*Fragmento seleccionado*:
====

Al volumen la faltaba la portada, así que la contraportada se sujetaba tan solo por unos pocos filamentos de papel encolado, ahora del color del oro, por lo que quedaban al descubierto las páginas llenas de manchas, salpicadas y hechas jirones; las chillonas ilustraciones se habían desprendido, pero aún seguían presas entre las hojas. En la inconsciencia propia de la infancia, yo tenía la impresión de que era el único libro que había acompañado a mi padre durante su niñez.

(…)

====

*Datos sin procesar*:
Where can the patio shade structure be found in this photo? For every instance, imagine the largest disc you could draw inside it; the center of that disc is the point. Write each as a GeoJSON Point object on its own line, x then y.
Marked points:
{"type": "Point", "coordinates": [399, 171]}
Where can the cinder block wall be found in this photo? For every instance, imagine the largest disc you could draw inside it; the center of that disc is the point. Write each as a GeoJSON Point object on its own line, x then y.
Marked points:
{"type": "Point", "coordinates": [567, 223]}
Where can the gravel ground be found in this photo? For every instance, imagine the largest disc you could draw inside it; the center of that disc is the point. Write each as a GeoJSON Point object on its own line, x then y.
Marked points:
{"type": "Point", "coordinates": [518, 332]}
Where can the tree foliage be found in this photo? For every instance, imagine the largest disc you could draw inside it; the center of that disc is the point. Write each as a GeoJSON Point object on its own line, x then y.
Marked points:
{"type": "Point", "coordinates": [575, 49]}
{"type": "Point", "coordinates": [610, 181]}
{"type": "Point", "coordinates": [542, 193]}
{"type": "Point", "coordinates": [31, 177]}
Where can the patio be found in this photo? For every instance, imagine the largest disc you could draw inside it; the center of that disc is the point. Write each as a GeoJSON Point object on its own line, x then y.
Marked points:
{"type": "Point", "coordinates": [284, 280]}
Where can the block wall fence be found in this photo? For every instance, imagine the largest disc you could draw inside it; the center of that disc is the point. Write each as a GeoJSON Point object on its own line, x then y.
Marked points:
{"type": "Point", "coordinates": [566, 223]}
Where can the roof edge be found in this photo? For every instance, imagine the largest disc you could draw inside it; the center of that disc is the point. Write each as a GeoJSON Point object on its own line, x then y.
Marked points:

====

*Indicación*:
Enumera todos los rasgos con los que el fragmento seleccionado describe las páginas del volumen.

*La respuesta*:
- Llenas de manchas
- Salpicadas
- Hechas jirones